◆ WHAT YOU HAVE TO DO
Please rewrite all of the data below as a two-column CSV with the header "prompt" and "polygons". Each row holds one request and its answer, each in its own quoted field with line breaks replaced by spaces, and the pictures are left out.

··· LISTED ENTRIES

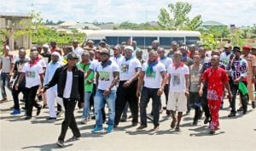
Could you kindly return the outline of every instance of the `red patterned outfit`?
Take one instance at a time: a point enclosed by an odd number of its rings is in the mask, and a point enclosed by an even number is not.
[[[215,70],[211,67],[203,73],[202,80],[208,82],[207,99],[212,115],[210,126],[215,131],[219,126],[218,110],[224,97],[224,84],[229,81],[229,77],[224,69],[218,67]]]

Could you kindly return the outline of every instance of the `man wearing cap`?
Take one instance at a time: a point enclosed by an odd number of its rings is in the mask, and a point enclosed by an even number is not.
[[[127,102],[131,111],[132,126],[138,122],[138,98],[136,95],[137,78],[141,71],[140,61],[132,56],[133,48],[125,48],[125,58],[119,64],[120,69],[119,83],[117,89],[116,114],[114,125],[117,126],[120,121],[122,112]]]
[[[15,60],[9,54],[9,48],[6,45],[6,42],[3,42],[3,56],[1,57],[0,59],[0,87],[1,87],[1,93],[3,99],[0,100],[0,103],[7,101],[7,94],[5,91],[5,87],[11,91],[11,87],[9,86],[9,78],[12,75],[11,69],[13,68]]]
[[[84,52],[81,56],[81,61],[77,64],[77,66],[84,70],[84,73],[87,72],[90,63],[90,54],[87,51]],[[94,72],[90,72],[86,78],[84,78],[84,106],[83,109],[82,115],[82,124],[86,124],[87,120],[90,120],[90,98],[93,90],[94,82]]]
[[[26,80],[24,80],[20,82],[18,90],[15,89],[15,86],[18,82],[18,80],[20,78],[20,76],[22,71],[22,68],[25,65],[26,63],[29,61],[29,59],[26,58],[26,49],[25,48],[20,48],[19,50],[19,60],[17,60],[15,64],[15,68],[14,68],[14,76],[12,77],[14,79],[13,81],[10,81],[11,84],[13,84],[13,89],[12,89],[12,95],[13,95],[13,99],[15,103],[14,106],[14,111],[11,113],[11,115],[19,115],[20,114],[20,103],[19,103],[19,94],[21,92],[23,93],[23,98],[26,98]],[[24,99],[25,101],[26,99]]]
[[[190,66],[193,64],[193,59],[189,58],[188,55],[188,47],[182,46],[180,47],[180,51],[183,53],[182,62],[184,63],[186,65]]]
[[[159,48],[158,50],[157,50],[157,53],[159,55],[158,61],[162,63],[165,65],[166,70],[167,70],[168,66],[172,64],[172,59],[165,55],[166,51],[165,51],[164,48]],[[164,88],[164,92],[165,92],[165,96],[166,96],[166,105],[167,105],[168,94],[169,94],[169,83],[168,83],[168,81],[167,81],[167,83],[166,83],[166,85]],[[161,102],[160,102],[160,108],[161,108],[161,106],[162,105],[161,105]],[[166,107],[164,107],[164,109],[166,109]],[[166,115],[171,115],[169,110],[166,110]]]
[[[148,61],[144,63],[139,76],[137,88],[137,96],[140,98],[140,115],[141,126],[137,130],[145,129],[147,124],[147,106],[152,98],[153,115],[154,115],[154,131],[159,130],[160,117],[160,96],[164,92],[166,86],[166,70],[163,64],[158,61],[158,54],[156,51],[151,50],[148,53]],[[164,79],[164,80],[163,80]],[[143,84],[144,83],[144,84]],[[141,94],[142,90],[142,94]]]
[[[59,62],[59,53],[54,52],[51,53],[51,61],[48,64],[46,68],[44,85],[49,83],[51,81],[57,68],[62,65],[61,62]],[[55,85],[53,87],[49,88],[46,92],[46,95],[49,114],[49,116],[46,120],[56,120],[55,100],[57,98],[57,86]]]
[[[79,46],[79,42],[77,40],[73,41],[72,42],[72,46],[73,46],[73,52],[74,53],[76,53],[79,58],[81,57],[84,49],[82,49]]]
[[[241,87],[247,85],[247,62],[241,58],[241,52],[240,48],[234,47],[233,53],[230,56],[228,63],[227,70],[231,71],[231,82],[230,82],[231,92],[232,92],[232,101],[231,101],[231,112],[228,117],[236,116],[236,97],[237,91],[241,96],[241,106],[243,114],[247,111],[247,92],[242,92]]]
[[[65,118],[61,125],[61,135],[56,144],[62,147],[68,127],[71,128],[73,137],[71,140],[77,140],[81,137],[78,128],[73,110],[79,102],[79,107],[84,106],[84,72],[76,66],[79,57],[74,53],[67,55],[67,64],[59,67],[51,81],[44,85],[41,92],[57,84],[58,97],[63,98]]]
[[[44,44],[43,45],[43,53],[41,53],[41,56],[43,56],[44,61],[48,64],[50,62],[51,55],[49,52],[49,45]]]
[[[254,80],[256,76],[256,57],[250,53],[251,47],[242,47],[242,58],[247,61],[247,89],[249,99],[252,101],[252,107],[255,109],[255,98],[253,93]]]
[[[110,60],[115,62],[118,65],[120,64],[120,60],[125,57],[121,54],[121,48],[119,45],[116,45],[113,48],[113,55],[110,57]]]
[[[96,126],[91,131],[102,132],[104,131],[102,109],[105,106],[106,102],[108,107],[107,132],[111,132],[114,125],[116,84],[119,79],[119,69],[117,64],[109,60],[110,53],[108,49],[104,48],[100,53],[102,62],[96,67],[96,92],[94,97]]]

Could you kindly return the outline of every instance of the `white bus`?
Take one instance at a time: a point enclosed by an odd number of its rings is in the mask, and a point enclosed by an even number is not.
[[[191,31],[129,31],[129,30],[100,30],[84,31],[86,40],[93,40],[97,44],[106,39],[110,47],[121,44],[122,42],[136,41],[137,47],[146,49],[154,40],[160,42],[160,47],[171,48],[171,42],[177,41],[187,45],[196,44],[200,41],[200,32]]]

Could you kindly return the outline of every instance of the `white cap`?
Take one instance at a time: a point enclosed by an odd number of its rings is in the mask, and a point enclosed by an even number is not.
[[[43,48],[49,48],[49,45],[45,43],[45,44],[43,45]]]

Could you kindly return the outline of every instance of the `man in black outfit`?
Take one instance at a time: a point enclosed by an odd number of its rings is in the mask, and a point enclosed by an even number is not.
[[[79,108],[84,106],[84,72],[76,66],[79,57],[74,53],[69,53],[67,55],[67,64],[59,67],[52,80],[46,84],[41,90],[41,92],[46,89],[57,84],[58,97],[63,98],[65,107],[65,119],[61,125],[61,132],[56,144],[59,147],[64,146],[64,138],[70,127],[73,137],[70,141],[78,140],[81,137],[78,128],[73,110],[77,102]]]

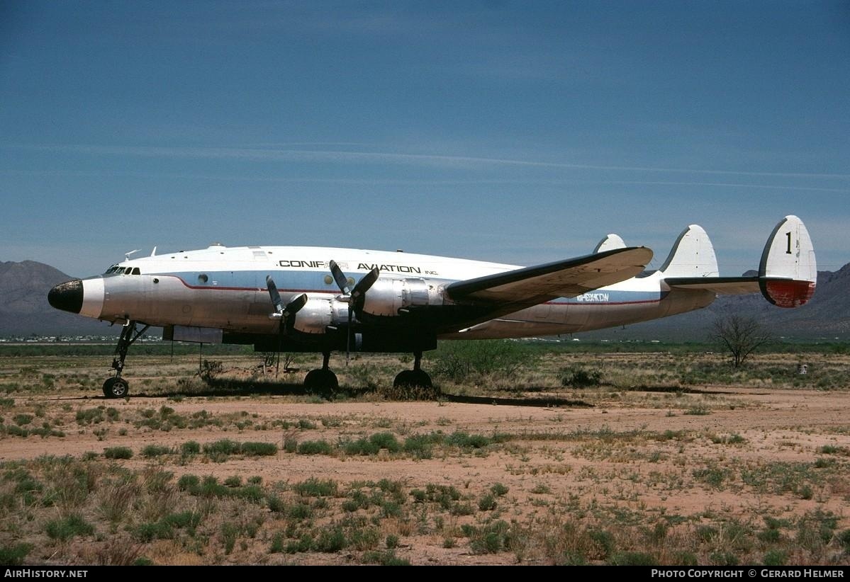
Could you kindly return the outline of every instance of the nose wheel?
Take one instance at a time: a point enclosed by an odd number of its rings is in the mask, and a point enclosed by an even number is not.
[[[130,384],[122,378],[108,378],[104,382],[104,396],[123,398],[130,391]]]

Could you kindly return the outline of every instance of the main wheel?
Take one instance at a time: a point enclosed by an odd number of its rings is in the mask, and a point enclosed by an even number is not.
[[[123,398],[130,392],[130,384],[122,378],[108,378],[104,382],[104,396]]]
[[[327,368],[318,368],[307,372],[304,388],[314,394],[333,394],[339,389],[339,380],[337,374]]]

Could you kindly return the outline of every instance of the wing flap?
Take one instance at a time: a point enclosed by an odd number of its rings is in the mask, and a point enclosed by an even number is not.
[[[575,297],[632,278],[652,259],[645,247],[595,255],[453,283],[445,288],[455,301],[530,306],[558,297]]]
[[[671,277],[664,282],[671,288],[705,289],[718,295],[740,295],[762,290],[757,277]]]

······

◆ THE RESULT
prompt,polygons
"Could you kindly return the outline of every instance of the `red patterned outfit`? Take one instance at a time: a point enclosed by an odd number of its rings is in the mask, and a point enclosed by an even number is not.","[[[215,70],[211,67],[203,73],[202,80],[208,82],[207,99],[212,115],[210,126],[215,131],[219,126],[218,110],[224,97],[224,84],[229,81],[229,77],[224,69],[218,67]]]"
"Could you kindly return the outline of every instance of the `man wearing cap`? Take one instance at a time: a point enclosed by an odd number of its rings is in the mask, and a point enclosed by an even number is not.","[[[127,102],[131,111],[132,126],[138,122],[138,98],[136,95],[137,78],[141,71],[140,61],[132,56],[133,48],[125,48],[125,58],[119,64],[120,69],[119,83],[117,89],[116,114],[114,125],[117,126],[120,121],[122,112]]] [[[15,60],[9,54],[9,48],[6,45],[6,42],[3,42],[3,56],[1,57],[0,59],[0,87],[1,87],[1,93],[3,99],[0,100],[0,103],[7,101],[7,94],[5,91],[5,87],[11,91],[11,87],[9,86],[9,78],[12,75],[11,69],[13,68]]] [[[84,52],[81,56],[81,61],[77,64],[77,66],[84,70],[84,73],[87,72],[90,63],[90,54],[87,51]],[[94,72],[90,72],[86,78],[84,78],[84,106],[83,109],[82,115],[82,124],[86,124],[87,120],[90,120],[90,98],[93,90],[94,82]]] [[[26,80],[24,80],[20,82],[18,90],[15,89],[15,86],[18,82],[18,80],[20,78],[20,76],[22,71],[22,68],[25,65],[26,63],[29,61],[29,59],[26,58],[26,49],[25,48],[20,48],[19,50],[19,60],[17,60],[15,64],[15,68],[14,68],[14,76],[12,77],[14,79],[13,81],[10,81],[11,84],[13,84],[13,89],[12,89],[12,95],[13,95],[13,99],[15,103],[14,106],[14,111],[11,113],[11,115],[19,115],[20,114],[20,103],[19,103],[19,94],[21,92],[23,93],[23,98],[26,98]],[[24,99],[25,101],[26,99]]] [[[190,66],[193,64],[193,59],[189,58],[188,55],[188,47],[182,46],[180,47],[180,51],[183,53],[182,62],[184,63],[186,65]]] [[[159,48],[158,50],[157,50],[157,53],[159,55],[158,61],[162,63],[165,65],[166,70],[167,70],[168,66],[172,64],[172,59],[165,55],[166,51],[165,51],[164,48]],[[164,88],[164,92],[165,92],[165,96],[166,96],[166,105],[167,105],[168,94],[169,94],[169,83],[168,83],[168,81],[167,81],[167,83],[166,83],[166,85]],[[161,102],[160,102],[160,108],[161,108],[161,106],[162,105],[161,105]],[[166,107],[164,107],[164,109],[166,109]],[[166,115],[171,115],[169,110],[166,110]]] [[[148,61],[144,63],[139,76],[137,88],[137,96],[140,98],[140,115],[141,126],[137,130],[145,129],[147,124],[147,106],[152,98],[153,115],[154,115],[154,131],[159,130],[160,117],[160,96],[164,92],[166,86],[166,70],[163,64],[158,61],[158,54],[156,51],[151,50],[148,53]],[[164,79],[164,80],[163,80]],[[143,84],[144,83],[144,84]],[[141,94],[142,90],[142,94]]] [[[59,62],[59,53],[54,52],[51,53],[51,61],[48,64],[46,68],[44,85],[49,83],[51,81],[57,68],[62,65],[61,62]],[[55,85],[53,87],[49,88],[46,92],[46,95],[49,114],[49,116],[46,120],[56,120],[55,100],[57,98],[57,86]]] [[[79,46],[79,42],[77,40],[73,41],[72,42],[72,46],[73,46],[73,52],[74,53],[76,53],[79,58],[81,57],[84,49],[82,49]]] [[[241,87],[247,85],[247,62],[241,58],[241,52],[240,48],[234,47],[233,53],[230,56],[228,63],[227,70],[231,71],[231,82],[230,82],[231,92],[232,92],[232,101],[231,101],[231,112],[228,117],[236,116],[236,97],[237,91],[241,96],[241,106],[243,114],[247,111],[247,92],[242,92]]] [[[65,118],[61,125],[61,135],[56,144],[62,147],[68,127],[71,128],[73,137],[71,140],[77,140],[81,137],[78,128],[73,110],[79,102],[79,107],[84,106],[84,72],[76,66],[79,57],[74,53],[67,55],[67,64],[59,67],[51,81],[44,85],[41,92],[57,84],[58,97],[63,98]]] [[[44,44],[43,45],[43,53],[41,53],[41,56],[43,56],[44,61],[48,64],[50,62],[51,55],[49,52],[49,45]]] [[[254,80],[256,76],[256,57],[250,53],[251,47],[242,47],[242,58],[247,61],[247,89],[249,99],[252,101],[252,107],[255,109],[255,98],[253,93]]] [[[110,60],[115,62],[118,65],[120,64],[120,60],[125,57],[121,54],[121,48],[119,45],[116,45],[113,48],[113,55],[110,57]]] [[[96,126],[91,131],[102,132],[104,131],[102,109],[105,106],[106,102],[108,107],[107,132],[111,132],[114,125],[116,84],[119,79],[119,69],[117,64],[109,60],[110,53],[108,49],[104,48],[100,53],[102,62],[96,67],[96,92],[94,97]]]"
"Could you kindly return the outline of every instance of the `white bus`? Take one instance at a time: a point enclosed by an odd number of its rings is in the mask, and a point enclosed by an even number is not.","[[[191,31],[129,31],[129,30],[100,30],[84,31],[86,40],[93,40],[97,44],[106,39],[110,47],[121,44],[122,42],[136,41],[137,47],[146,49],[154,40],[160,42],[160,47],[171,48],[171,42],[177,41],[187,45],[196,44],[200,41],[200,32]]]"
"Could you kindly return the outline of every instance of the `white cap`? Take one instance at a time: a point enclosed by an odd number of its rings is in the mask, and a point enclosed by an even number is not.","[[[43,48],[49,48],[49,45],[45,43],[45,44],[43,45]]]"
"Could you kindly return the outline of every instance of the `man in black outfit`? Take one instance at a time: a point enclosed by an odd number of its rings is in the mask, and a point enclosed by an even number is not.","[[[79,108],[84,106],[84,72],[76,66],[79,57],[74,53],[69,53],[67,55],[67,64],[59,67],[52,80],[46,84],[41,90],[41,92],[46,89],[57,84],[58,97],[63,98],[65,107],[65,119],[61,125],[61,132],[56,144],[59,147],[64,146],[64,138],[70,127],[73,137],[70,141],[78,140],[81,137],[78,128],[73,110],[77,102]]]"
"Could you kindly return the outline of every instance of the nose wheel? Take one instance at a time: a point enclosed by an odd number of its rings is in the mask, and a point enclosed by an even number is not.","[[[130,384],[122,378],[108,378],[104,382],[104,396],[123,398],[130,391]]]"
"Could you kindly return the outline of every instance of the main wheel? Take one instance at a time: a point enclosed by an odd number of its rings is in the mask, and a point enclosed by an even number is not.","[[[123,398],[130,392],[130,384],[122,378],[108,378],[104,382],[104,396]]] [[[327,368],[318,368],[307,372],[304,388],[314,394],[333,394],[339,389],[339,380],[337,374]]]"
"Could you kindly return the outline of every instance of the wing flap? Take one instance at a time: a point enclosed by an odd number of its rings is in the mask, and a point enclosed by an even number is not.","[[[575,297],[632,278],[652,259],[645,247],[595,255],[453,283],[445,288],[455,301],[530,306],[558,297]]] [[[671,277],[664,282],[671,288],[705,289],[718,295],[740,295],[762,290],[757,277]]]"